Gather every line of the material below that contains the word "query".

* begin Data entries *

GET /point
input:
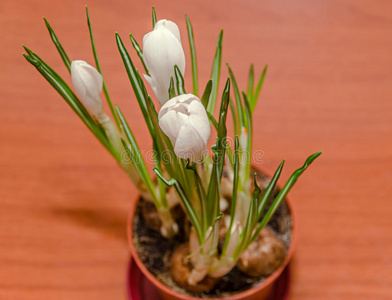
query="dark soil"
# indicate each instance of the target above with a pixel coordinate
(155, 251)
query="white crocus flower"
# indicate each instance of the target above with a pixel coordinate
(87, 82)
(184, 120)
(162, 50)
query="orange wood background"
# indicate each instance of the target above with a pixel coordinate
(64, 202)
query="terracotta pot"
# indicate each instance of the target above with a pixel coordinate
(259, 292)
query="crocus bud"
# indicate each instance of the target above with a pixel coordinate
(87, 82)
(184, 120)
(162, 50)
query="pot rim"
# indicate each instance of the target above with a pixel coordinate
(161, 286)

* end Data entries *
* begin Data entries *

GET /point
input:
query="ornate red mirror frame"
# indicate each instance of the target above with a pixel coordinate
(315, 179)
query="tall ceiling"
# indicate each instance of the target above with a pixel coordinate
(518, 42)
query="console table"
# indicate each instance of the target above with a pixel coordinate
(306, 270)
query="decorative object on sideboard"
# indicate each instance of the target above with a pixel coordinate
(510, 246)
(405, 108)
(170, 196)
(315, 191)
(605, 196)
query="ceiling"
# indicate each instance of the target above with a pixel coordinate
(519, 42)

* end Data entries *

### Solution for this task:
query="dark soil"
query="white crocus flower"
query="orange wood background"
query="terracotta pot"
query="crocus bud"
query="pot rim"
query="ornate red mirror frame"
query="tall ceiling"
query="console table"
query="decorative object on sideboard"
query="ceiling"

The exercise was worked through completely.